• _Input data_:
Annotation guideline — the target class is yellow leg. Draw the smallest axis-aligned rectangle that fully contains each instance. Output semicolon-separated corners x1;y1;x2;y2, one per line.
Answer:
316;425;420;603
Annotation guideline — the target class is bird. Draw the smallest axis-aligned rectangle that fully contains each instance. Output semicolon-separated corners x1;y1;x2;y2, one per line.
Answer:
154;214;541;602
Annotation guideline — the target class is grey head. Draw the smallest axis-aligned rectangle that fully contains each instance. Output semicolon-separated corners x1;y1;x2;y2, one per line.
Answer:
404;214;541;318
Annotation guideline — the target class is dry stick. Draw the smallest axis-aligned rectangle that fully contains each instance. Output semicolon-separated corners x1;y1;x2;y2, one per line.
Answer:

• _Written request_: Update the entries above by changing each "smallest axis-aligned rectangle" to "tightest axis-aligned box", and keep everything else the same.

• _Output for this task_:
Annotation guideline — the target class is yellow leg. Draw the tightest axis-aligned box that fully contains each instance. Output semicolon-separated corners x1;y1;x2;y2, one per line.
Answer:
316;425;420;603
Annotation guideline — the target class is bird. Draw the tightest axis-aligned box that fully contains each instance. Output semicolon-separated corners x1;y1;x2;y2, one per line.
Answer:
154;214;541;602
Annotation guideline — the target class is grey head. Draw the tightest axis-aligned box that fully contains each instance. Output semicolon-separated corners x1;y1;x2;y2, one per line.
Answer:
404;214;541;318
Annotation guideline — the target class is dry stick. Draw the tightest axis-aligned box that fully contains each instance. Output semicolon-separated corners x1;y1;x2;y2, one per line.
Answer:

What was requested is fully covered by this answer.